Resume the passage on real assets in institutional portfolios, writing on from its last sentence.

* **Text excerpt**:
=-=-=-=-=
Commodities exposure in institutional portfolios typically comes through futures, ETFs, or physical holdings (gold). Most private markets real asset funds focus on the first three categories rather than commodity trading.
Role in a Portfolio
Institutional investors allocate to real assets for three structural reasons:
Inflation linkage. Real asset revenues often adjust with inflation, whether through regulated rate increases (utilities), CPI-linked lease escalators (real estate), or commodity price exposure (natural resources). This makes real assets a natural hedge against inflation risk, which is particularly valuable for pension funds with nominal liabilities.
Diversification. Real assets exhibit low correlation to public equities and fixed income over full market cycles. Cambridge Associates data has shown that private real estate and infrastructure returns have historically provided diversification benefits relative to listed equity benchmarks.
Stable income. Many real asset strategies produce predictable cash distributions. A core real estate fund distributing 4-6% annually or an infrastructure fund yielding 5-8% provides income that LPs can match against liabilities or reinvest.
Allocation Sizing
Large institutional investors typically allocate 15-25% of their total portfolio to real assets, though the exact figure varies by institution type and liability profile. Sovereign wealth funds and large pension plans (CPP Investments, GIC, APG) tend to be at the higher end. Endowments and foundations, which have perpetual time horizons but different liquidity needs, often allocate 10-20%.
The allocation is usually subdivided: real estate gets the largest share, followed by infrastructure, with natural resources as a smaller sleeve. The growth of digital infrastructure and energy transition themes has shifted some capital from traditional real estate toward infrastructure in recent years.
Fundraising Implications
For GPs raising real asset funds, the key advantage is that LPs already have a dedicated allocation bucket. You are not competing with buyout or venture for capital; you are competing within the real assets sleeve. The challenge is differentiation. Real assets is a mature market with large incumbents like Brookfield, Blackstone, and Macquarie. Emerging managers succeed by offering niche geographic exposure, sector specialization, or an operational edge that generalist platforms cannot replicate.
=-=-=-=-=
* **Data section**:
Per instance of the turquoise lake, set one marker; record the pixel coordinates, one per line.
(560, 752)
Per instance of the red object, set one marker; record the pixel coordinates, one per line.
=-=-=-=-=
* **Response for this exercise**:
During due diligence, LPs will scrutinize asset-level underwriting more closely than in buyout. Each asset has physical characteristics, regulatory context, and location-specific risk that must be individually assessed. The GP commitment also matters: LPs want to see the manager’s capital alongside theirs in long-duration, illiquid assets.
Frequently Asked Questions
What is the difference between real assets and real estate?
Real estate is a subset of real assets. Real assets is the broader category that includes real estate, infrastructure, natural resources (timber, farmland, mining), and commodities. Institutional investors use 'real assets' as an umbrella allocation that may house several sub-strategies under one portfolio sleeve.
Why do institutional investors allocate to real assets?
The three primary reasons are inflation protection (real asset revenues often have direct or indirect inflation linkage), diversification (low correlation to public equities and fixed income), and stable income (long-duration cash flows from leases, concessions, or resource extraction). Large pension funds like CPP Investments and GIC typically allocate 15-25% of their total portfolio to real assets.
How are real asset funds typically structured?
Real asset funds are structured as closed-end limited partnerships for value-add and opportunistic strategies, or as open-ended vehicles for core strategies. Fund terms tend to be longer than traditional buyout funds, often 10-15 years. Some natural resource strategies use royalty or streaming structures rather than direct equity ownership.